**What is being asked:** Please transcribe the DIAMOND BLASTx text between "NOTE: Since this" and "Walltime (days-hours:minutes:seconds format)", inclusive.
=== Given text ===
I used DIAMOND BLASTx along with the Snow crab genome protein FastA (8.7MB) from NCBI (Acc: GCA_016584305.1).

NOTE: Since this is geared toward just identifying matching reads, the BLASTx output format will only contain the query ID. There will be one BLASTx output file for each corresponding input FastQ file.

SBATCH script (GitHub):

#!/bin/bash
## Job Name
#SBATCH --job-name=20210312_cbai-vs-copi_diamond_blastx
## Allocation Definition
#SBATCH --account=srlab
#SBATCH --partition=srlab
## Resources
## Nodes
#SBATCH --nodes=1
## Walltime (days-hours:minutes:seconds format)
#SBATCH --time=20-00:00:00
## Memory per node
#SBATCH --mem=120G
##turn on e-mail notification
#SBATCH --mail-type=ALL
#SBATCH --mail-user=samwhite@uw.edu
## Specify the working directory for this job
#SBATCH --chdir=/gscratch/scrubbed/samwhite/outputs/20210312_cbai-vs-copi_diamond_blastx

## Script for running BLASTx (using DIAMOND) with all of our C.bairdi RNAseq data to-date.
=== Excerpted data ===
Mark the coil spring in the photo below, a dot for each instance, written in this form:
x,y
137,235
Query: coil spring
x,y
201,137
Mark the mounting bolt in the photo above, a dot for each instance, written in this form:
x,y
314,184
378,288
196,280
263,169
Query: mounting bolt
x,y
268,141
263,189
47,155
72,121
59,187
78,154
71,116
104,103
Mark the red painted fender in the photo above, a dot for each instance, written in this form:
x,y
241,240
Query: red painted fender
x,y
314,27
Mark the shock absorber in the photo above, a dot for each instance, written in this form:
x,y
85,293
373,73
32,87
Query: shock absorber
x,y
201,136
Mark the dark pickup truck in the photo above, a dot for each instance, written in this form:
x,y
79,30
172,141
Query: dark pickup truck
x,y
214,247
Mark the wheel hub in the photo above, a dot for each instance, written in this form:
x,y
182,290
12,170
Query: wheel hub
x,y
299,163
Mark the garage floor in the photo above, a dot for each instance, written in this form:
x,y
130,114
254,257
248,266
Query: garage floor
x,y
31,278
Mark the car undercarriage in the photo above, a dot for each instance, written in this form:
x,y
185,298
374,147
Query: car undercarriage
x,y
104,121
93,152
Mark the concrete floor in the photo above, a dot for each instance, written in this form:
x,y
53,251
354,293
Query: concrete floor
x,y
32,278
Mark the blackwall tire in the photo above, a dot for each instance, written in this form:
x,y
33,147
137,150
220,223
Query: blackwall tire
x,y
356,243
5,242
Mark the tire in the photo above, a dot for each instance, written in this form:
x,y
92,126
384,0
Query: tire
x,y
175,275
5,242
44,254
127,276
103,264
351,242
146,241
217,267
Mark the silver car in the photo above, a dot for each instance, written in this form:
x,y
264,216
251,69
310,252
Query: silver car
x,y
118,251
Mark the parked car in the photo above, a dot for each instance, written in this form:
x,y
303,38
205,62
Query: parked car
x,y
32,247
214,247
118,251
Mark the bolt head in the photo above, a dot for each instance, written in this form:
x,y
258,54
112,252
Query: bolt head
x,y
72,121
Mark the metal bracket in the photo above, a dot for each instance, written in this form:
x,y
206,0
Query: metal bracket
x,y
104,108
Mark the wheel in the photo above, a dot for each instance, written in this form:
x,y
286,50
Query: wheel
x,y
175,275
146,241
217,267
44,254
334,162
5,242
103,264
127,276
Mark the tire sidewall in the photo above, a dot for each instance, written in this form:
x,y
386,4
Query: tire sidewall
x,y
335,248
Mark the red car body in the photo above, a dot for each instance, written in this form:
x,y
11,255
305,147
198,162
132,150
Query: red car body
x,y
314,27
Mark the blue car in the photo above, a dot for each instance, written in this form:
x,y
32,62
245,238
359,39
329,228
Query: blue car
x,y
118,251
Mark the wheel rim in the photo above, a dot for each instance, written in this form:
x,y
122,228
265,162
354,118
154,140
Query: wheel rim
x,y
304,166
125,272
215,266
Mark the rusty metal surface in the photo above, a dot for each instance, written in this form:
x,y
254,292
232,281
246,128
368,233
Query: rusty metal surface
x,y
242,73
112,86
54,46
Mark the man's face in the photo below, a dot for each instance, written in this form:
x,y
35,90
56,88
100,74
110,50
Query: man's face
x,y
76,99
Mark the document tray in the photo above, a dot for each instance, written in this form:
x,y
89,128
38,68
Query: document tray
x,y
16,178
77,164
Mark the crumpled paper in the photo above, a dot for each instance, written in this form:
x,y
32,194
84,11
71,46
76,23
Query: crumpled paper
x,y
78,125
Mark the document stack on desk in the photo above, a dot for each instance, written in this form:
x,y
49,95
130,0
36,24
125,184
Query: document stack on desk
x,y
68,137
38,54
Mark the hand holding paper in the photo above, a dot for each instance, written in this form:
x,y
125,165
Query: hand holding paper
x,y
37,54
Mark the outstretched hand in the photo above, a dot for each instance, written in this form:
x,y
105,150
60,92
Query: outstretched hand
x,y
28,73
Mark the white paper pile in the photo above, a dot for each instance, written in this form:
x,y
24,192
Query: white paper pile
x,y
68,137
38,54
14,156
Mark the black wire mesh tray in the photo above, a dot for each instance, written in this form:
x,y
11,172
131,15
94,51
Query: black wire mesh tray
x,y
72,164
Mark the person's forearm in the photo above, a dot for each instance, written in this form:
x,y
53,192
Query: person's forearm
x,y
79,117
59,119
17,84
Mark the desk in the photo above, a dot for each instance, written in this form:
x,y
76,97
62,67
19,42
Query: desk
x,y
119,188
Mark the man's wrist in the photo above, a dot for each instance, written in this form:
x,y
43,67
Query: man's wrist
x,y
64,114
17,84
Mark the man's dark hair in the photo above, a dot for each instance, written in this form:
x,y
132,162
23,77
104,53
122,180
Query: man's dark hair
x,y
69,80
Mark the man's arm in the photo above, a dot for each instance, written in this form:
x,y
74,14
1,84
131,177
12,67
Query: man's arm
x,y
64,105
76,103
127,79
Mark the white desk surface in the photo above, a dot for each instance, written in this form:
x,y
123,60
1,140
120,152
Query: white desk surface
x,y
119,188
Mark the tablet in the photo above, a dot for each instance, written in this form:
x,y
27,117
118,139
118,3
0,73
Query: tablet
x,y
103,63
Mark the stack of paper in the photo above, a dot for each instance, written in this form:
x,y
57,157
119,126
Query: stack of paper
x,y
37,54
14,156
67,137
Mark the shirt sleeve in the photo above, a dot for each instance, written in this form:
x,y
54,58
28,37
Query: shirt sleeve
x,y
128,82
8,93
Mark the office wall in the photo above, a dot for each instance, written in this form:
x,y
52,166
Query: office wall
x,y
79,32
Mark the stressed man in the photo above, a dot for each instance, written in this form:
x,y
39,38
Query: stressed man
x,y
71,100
===
**Output for this task:**
NOTE: Since this is geared toward just identifying matching reads, the BLASTx output format will only contain the query ID. There will be one BLASTx output file for each corresponding input FastQ file.

SBATCH script (GitHub):

#!/bin/bash
## Job Name
#SBATCH --job-name=20210312_cbai-vs-copi_diamond_blastx
## Allocation Definition
#SBATCH --account=srlab
#SBATCH --partition=srlab
## Resources
## Nodes
#SBATCH --nodes=1
## Walltime (days-hours:minutes:seconds format)